-- Start of Data entries --
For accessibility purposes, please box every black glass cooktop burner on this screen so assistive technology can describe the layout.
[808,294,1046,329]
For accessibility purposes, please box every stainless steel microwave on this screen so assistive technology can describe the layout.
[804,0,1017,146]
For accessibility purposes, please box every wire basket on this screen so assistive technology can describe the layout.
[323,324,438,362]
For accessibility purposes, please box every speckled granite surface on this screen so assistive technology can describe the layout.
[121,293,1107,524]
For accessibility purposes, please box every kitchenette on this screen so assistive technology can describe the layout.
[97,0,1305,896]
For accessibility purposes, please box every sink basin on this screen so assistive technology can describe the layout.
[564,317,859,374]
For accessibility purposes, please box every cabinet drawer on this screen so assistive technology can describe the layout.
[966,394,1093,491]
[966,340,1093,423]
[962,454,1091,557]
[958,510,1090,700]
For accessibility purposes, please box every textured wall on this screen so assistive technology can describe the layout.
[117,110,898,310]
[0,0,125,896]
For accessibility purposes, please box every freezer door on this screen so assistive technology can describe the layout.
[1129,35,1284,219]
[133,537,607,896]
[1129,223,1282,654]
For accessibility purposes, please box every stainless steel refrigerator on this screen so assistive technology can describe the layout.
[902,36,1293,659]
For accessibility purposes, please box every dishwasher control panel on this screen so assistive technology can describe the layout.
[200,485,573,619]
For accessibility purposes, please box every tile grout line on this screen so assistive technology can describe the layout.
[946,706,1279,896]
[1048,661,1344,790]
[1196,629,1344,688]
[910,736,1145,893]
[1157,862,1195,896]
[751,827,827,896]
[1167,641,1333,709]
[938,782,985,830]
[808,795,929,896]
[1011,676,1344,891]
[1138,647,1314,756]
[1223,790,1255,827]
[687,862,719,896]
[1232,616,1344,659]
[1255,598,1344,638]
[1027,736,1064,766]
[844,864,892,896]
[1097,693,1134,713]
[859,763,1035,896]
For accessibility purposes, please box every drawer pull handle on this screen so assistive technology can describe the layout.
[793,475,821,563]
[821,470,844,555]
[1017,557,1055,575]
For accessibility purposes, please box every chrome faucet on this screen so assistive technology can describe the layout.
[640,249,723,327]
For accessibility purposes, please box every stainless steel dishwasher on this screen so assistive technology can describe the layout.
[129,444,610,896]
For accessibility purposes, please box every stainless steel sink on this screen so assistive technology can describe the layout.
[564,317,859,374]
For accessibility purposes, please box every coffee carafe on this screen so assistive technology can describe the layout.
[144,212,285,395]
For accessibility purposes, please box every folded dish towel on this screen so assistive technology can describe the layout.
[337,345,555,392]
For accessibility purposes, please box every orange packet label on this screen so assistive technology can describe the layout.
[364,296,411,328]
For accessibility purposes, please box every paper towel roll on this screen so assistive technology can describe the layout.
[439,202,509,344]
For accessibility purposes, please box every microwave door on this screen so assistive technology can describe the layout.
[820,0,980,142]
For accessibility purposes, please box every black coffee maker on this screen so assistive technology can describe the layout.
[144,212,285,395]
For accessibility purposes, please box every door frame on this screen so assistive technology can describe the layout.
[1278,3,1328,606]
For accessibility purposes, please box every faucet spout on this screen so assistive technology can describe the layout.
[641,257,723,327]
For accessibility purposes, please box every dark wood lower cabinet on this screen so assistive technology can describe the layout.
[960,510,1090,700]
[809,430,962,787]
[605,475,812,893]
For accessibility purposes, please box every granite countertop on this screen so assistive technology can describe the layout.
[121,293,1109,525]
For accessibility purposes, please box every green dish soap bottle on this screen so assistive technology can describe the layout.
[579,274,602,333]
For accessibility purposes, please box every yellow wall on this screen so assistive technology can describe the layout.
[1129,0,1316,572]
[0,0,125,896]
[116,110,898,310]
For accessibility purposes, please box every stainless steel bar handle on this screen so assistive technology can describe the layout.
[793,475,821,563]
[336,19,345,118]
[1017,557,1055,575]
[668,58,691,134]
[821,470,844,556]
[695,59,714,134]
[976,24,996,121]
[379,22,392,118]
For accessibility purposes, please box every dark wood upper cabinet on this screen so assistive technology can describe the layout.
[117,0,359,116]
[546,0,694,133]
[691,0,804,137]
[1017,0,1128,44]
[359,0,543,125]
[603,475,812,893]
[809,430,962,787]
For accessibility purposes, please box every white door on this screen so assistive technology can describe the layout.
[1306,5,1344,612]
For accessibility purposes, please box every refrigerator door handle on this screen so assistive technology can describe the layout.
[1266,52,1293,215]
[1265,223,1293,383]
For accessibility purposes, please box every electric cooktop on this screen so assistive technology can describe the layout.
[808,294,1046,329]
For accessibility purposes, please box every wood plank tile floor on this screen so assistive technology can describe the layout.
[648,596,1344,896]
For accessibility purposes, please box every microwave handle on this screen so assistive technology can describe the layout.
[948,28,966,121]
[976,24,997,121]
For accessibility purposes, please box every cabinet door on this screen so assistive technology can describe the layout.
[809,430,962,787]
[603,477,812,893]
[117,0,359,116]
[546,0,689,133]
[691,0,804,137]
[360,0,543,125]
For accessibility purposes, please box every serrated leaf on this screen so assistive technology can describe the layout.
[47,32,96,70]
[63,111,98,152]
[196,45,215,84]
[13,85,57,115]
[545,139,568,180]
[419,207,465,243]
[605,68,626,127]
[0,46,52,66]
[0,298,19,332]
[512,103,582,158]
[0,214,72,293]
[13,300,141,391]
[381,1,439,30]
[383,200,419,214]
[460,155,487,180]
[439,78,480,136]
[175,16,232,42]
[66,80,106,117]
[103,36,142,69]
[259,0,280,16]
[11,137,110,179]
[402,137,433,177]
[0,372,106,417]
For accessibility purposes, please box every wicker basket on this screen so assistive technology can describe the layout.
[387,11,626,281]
-- End of Data entries --
**Request:** Rewrite every item above, swapping "screen" for "display" wherever it occurs and keeping everything else the same.

**Solved exercise:**
For accessibility purposes, please box every black glass cooktop burner on this display so assistive technology can describe the layout.
[808,294,1046,329]
For accessibility purposes, please box every stainless steel microwave on this display so assistive technology can describe the layout.
[804,0,1017,146]
For accessibility purposes, please box every wire basket on this display so assistive technology can describe the layout.
[323,324,438,362]
For accessibility purposes, please box every speckled granite surface on this display so assistive technology can describe the layout.
[121,293,1107,524]
For accessibility purposes, please box every kitchenette on this display so assistive technology can describe the layout.
[97,0,1305,896]
For accessibility purposes, please box every sink basin on this display so assistive technology can describe the layout.
[564,317,859,374]
For accessibility purposes, please box every cabinet drawer on this display so assistive technology can describe the layout.
[966,394,1093,491]
[966,340,1093,423]
[962,454,1091,557]
[958,510,1090,700]
For accessibility purposes, please box every textured wall on this display so assistive technology can describe the layout.
[117,110,898,310]
[0,0,125,896]
For accessibility purposes, please box every freezer door on this display so assistive technology can describe the layout.
[1129,35,1284,219]
[133,537,607,896]
[1129,223,1282,654]
For accessibility purposes, please box every stainless steel refrigerator on this display so assistive technology can describe the layout.
[902,36,1293,659]
For accessibility purposes, please box every dishwasher control panel on this display so assistive technology can describe the layout.
[200,485,573,619]
For accessibility purposes, please box every tile grout line on this display so assistive technology can describe the layout.
[946,706,1279,896]
[1048,661,1344,790]
[1196,629,1344,688]
[910,736,1145,893]
[1157,862,1195,896]
[751,827,827,896]
[1167,641,1333,709]
[938,782,985,830]
[808,795,929,896]
[1011,676,1344,891]
[1138,647,1314,756]
[1223,790,1255,827]
[687,862,719,896]
[1232,616,1344,659]
[1255,598,1344,638]
[1027,736,1064,766]
[844,864,892,896]
[1097,693,1134,713]
[859,763,1035,896]
For accessibility purposes, please box every drawer pull handle on this display so assistive technology can describe the layout.
[793,475,821,563]
[821,470,844,555]
[1017,557,1055,575]
For accessibility purposes, please box every chrome faucet on this display so assistive technology can describe the layout.
[640,249,723,327]
For accessibility purposes, please box every stainless steel dishwasher on this display so assistive technology can describe the layout.
[129,444,610,896]
For accessibility purposes, please box every stainless steel sink on this display so assistive technology can describe the layout.
[564,317,859,374]
For accessibility purposes, please box every coffee carafe on this display so assistive technology can describe the layout.
[144,212,285,395]
For accessibility purposes, please box every folded dish towel on this display so assistive technology can describe the layout.
[337,345,555,392]
For accessibility purposes, please box every orange packet label on this display so assistive technology can describe the layout.
[364,296,411,328]
For accessibility purposes, please box every paper towel roll on this display so assistive technology can describe the layout.
[439,202,509,344]
For accessibility purposes, please box every microwave door on this display so assistive technology can describe the layout.
[820,0,980,142]
For accessibility purposes, please box every black coffee maker on this display so assistive technology can describe the layout.
[144,212,285,395]
For accessibility purposes, please box every door frame on this display so assistive technology can describe the layout.
[1278,3,1328,606]
For accessibility purposes, please box every faucet spout on this display so assistive technology can describe the layout.
[641,257,723,327]
For accessibility purposes, please box every dark wood lower cabinet on this display so assistive technology can describe the layout.
[960,510,1090,700]
[809,430,962,787]
[605,475,812,893]
For accessibility purposes, please box every granite countertop on this display so assistive technology can describe the layout.
[121,293,1109,525]
For accessibility purposes, please box every green dish soap bottle on this display so assistive technology can describe the layout.
[579,274,602,333]
For accessibility purposes, please box every yellow wall on this display so assistive technology can describe the layout.
[1129,0,1316,572]
[0,0,125,896]
[116,110,898,310]
For accessibility purposes, please box every stainless steel bar handle on this display so assistive technology can describe the layout.
[793,475,821,563]
[336,19,345,118]
[1017,557,1055,575]
[668,58,691,134]
[821,470,844,556]
[695,59,714,134]
[976,24,996,121]
[379,22,392,118]
For accessibility purposes, please box every dark wood upper cabinet on this display so assistive technology can describe the layout.
[117,0,359,116]
[546,0,694,133]
[691,0,804,137]
[1017,0,1128,44]
[359,0,543,125]
[603,475,812,893]
[809,430,962,787]
For accessibility purposes, please box every white door on this display so assistive technology can describe the layout.
[1306,5,1344,612]
For accessibility purposes, please box every refrigerator door handle on this display so assistive technology can describe the layout.
[1266,52,1293,215]
[1265,223,1293,383]
For accessibility purposes, please box every electric cooktop on this display so assistive technology can describe the layout.
[808,294,1046,329]
For accessibility purposes, please box every wood plank tile floor on this display so assistive technology can describe the layout.
[648,596,1344,896]
For accessibility purposes, please box every microwave handle on this display so assistive technology can describe the layout.
[948,28,966,121]
[976,24,997,121]
For accessibility purposes, please box every cabinet door on this display so assistive technology can describe the layout.
[809,430,962,787]
[603,477,812,893]
[117,0,359,116]
[546,0,689,133]
[691,0,804,137]
[360,0,543,125]
For accessibility purposes, please box every serrated leaf on this display so assistive technology can describe the layout.
[47,32,96,70]
[63,111,98,152]
[196,45,215,84]
[13,85,57,115]
[545,139,568,180]
[419,207,465,243]
[605,68,626,127]
[0,46,52,66]
[0,298,19,332]
[512,103,582,158]
[0,214,72,293]
[13,300,141,391]
[381,1,439,30]
[383,200,419,214]
[460,155,487,180]
[439,78,480,136]
[175,16,232,42]
[66,80,106,117]
[103,36,142,69]
[259,0,280,16]
[11,137,110,179]
[402,137,433,177]
[0,372,106,417]
For accessibility purposes, please box every wicker basket on this display so assistive technology can describe the layout.
[387,11,626,281]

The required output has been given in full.